- Opening Delimiter -

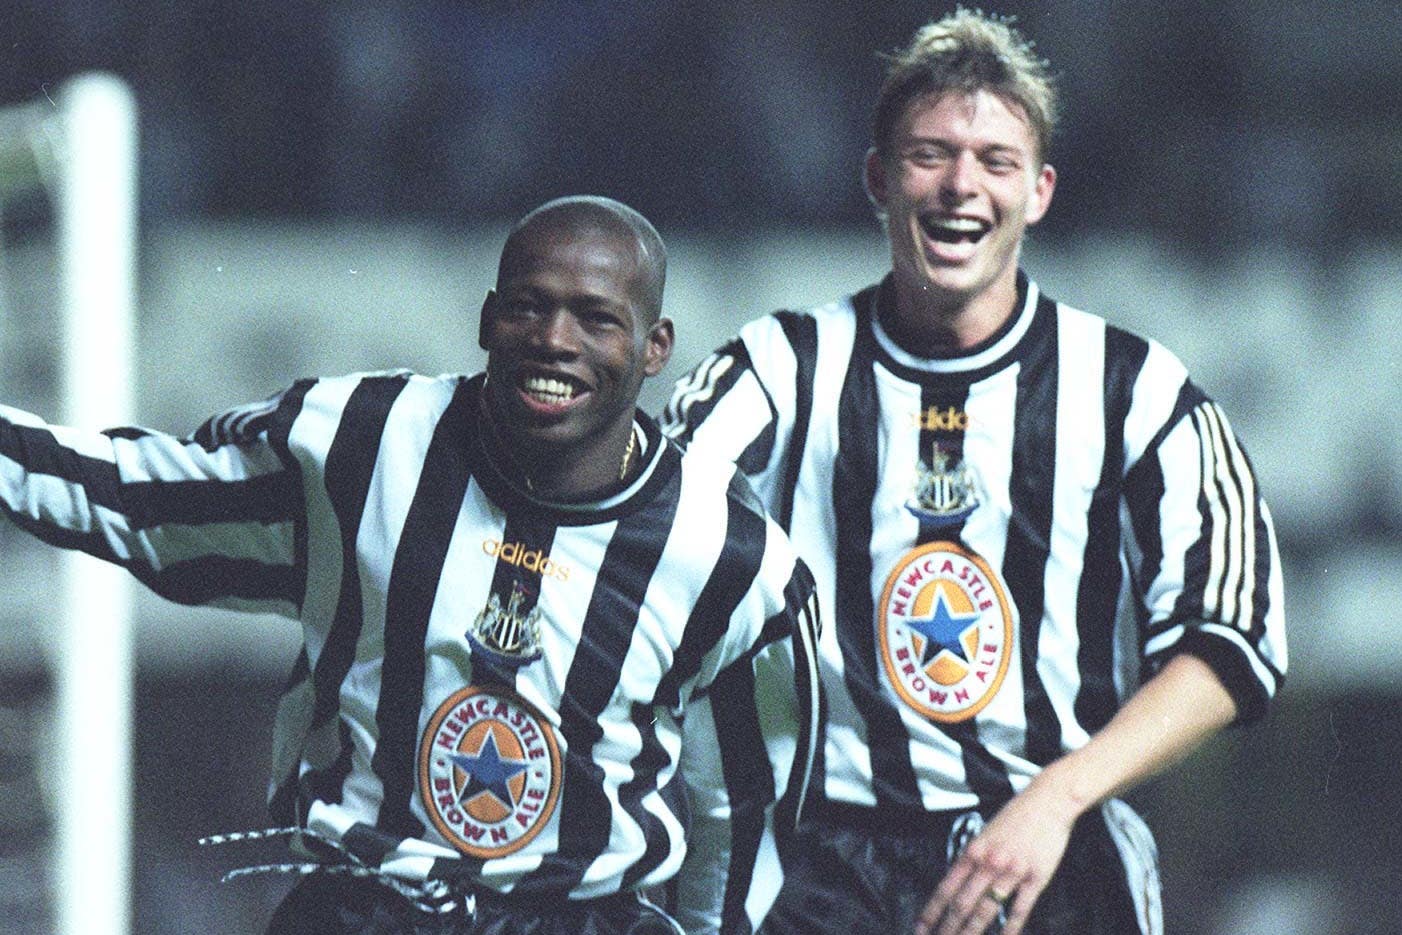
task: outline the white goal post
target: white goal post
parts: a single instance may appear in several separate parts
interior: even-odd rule
[[[136,106],[111,75],[80,75],[0,110],[0,185],[42,188],[53,206],[64,424],[106,428],[132,419],[136,160]],[[65,553],[61,561],[51,644],[58,749],[48,777],[64,789],[53,808],[55,930],[125,935],[133,588],[125,571],[89,556]]]

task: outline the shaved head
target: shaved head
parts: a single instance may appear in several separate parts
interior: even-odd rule
[[[598,195],[557,198],[531,211],[516,223],[506,238],[497,266],[497,285],[509,278],[521,258],[528,238],[570,237],[594,231],[628,244],[636,264],[632,293],[639,323],[652,325],[662,315],[662,292],[667,281],[667,248],[651,222],[637,211]]]
[[[572,196],[507,235],[482,303],[483,401],[537,492],[575,498],[626,477],[643,381],[672,353],[667,254],[642,215]]]

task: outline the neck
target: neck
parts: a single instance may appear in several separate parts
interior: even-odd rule
[[[999,280],[972,296],[949,295],[902,281],[882,303],[881,325],[918,357],[948,357],[977,348],[1017,313],[1017,277]]]
[[[497,470],[533,497],[559,502],[599,499],[637,475],[642,462],[638,435],[642,429],[629,420],[626,433],[592,452],[562,450],[532,444],[512,432],[482,407],[487,427],[484,446]],[[615,433],[610,433],[615,434]],[[608,452],[608,454],[604,454]]]

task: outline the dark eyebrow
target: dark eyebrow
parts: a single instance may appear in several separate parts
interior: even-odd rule
[[[619,318],[627,318],[630,314],[629,306],[626,302],[615,302],[599,295],[582,295],[577,300],[571,301],[581,311],[586,312],[607,312]]]

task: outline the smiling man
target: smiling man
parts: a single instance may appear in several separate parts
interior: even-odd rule
[[[1026,113],[987,88],[925,93],[867,153],[867,191],[891,241],[882,325],[922,356],[987,340],[1017,299],[1023,234],[1056,185]]]
[[[638,393],[672,352],[666,270],[656,230],[616,202],[546,204],[507,238],[482,306],[483,400],[542,495],[579,497],[634,468]]]
[[[782,311],[680,380],[664,425],[731,458],[834,620],[817,801],[769,935],[1161,932],[1120,793],[1285,671],[1270,514],[1162,346],[1020,269],[1055,95],[959,11],[888,58],[867,191],[879,283]]]
[[[673,879],[688,931],[750,931],[773,901],[813,583],[636,408],[665,273],[637,212],[561,199],[507,239],[486,375],[305,380],[188,438],[0,407],[22,528],[300,624],[271,808],[318,859],[250,868],[302,875],[270,933],[675,933],[644,897]]]

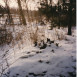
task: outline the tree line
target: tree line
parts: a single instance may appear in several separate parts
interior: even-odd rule
[[[0,6],[0,12],[3,10],[5,11],[6,9],[9,20],[12,20],[10,7],[8,5],[9,0],[4,0],[4,2],[6,8]],[[22,9],[22,2],[25,3],[27,13],[29,13],[27,0],[17,0],[20,21],[23,25],[27,25],[26,18]],[[40,16],[44,15],[47,21],[51,22],[53,27],[55,24],[58,26],[58,28],[60,28],[60,26],[68,26],[68,35],[72,34],[71,27],[76,25],[76,0],[58,0],[57,4],[55,5],[53,5],[53,0],[40,0],[40,6],[41,7],[38,8]],[[13,20],[11,22],[13,23]]]
[[[53,0],[41,0],[39,11],[46,16],[47,21],[60,26],[68,26],[68,35],[71,35],[71,27],[76,25],[76,0],[58,0],[53,5]]]

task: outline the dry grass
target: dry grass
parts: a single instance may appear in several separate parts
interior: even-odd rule
[[[12,41],[12,33],[5,31],[4,33],[1,33],[0,37],[0,45],[1,44],[9,44]]]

- Closing Delimiter -

Description of the task -
Scan the records above for the string "smiling", then report every line that contains it.

Answer for this exercise -
task: outline the smiling man
target: smiling man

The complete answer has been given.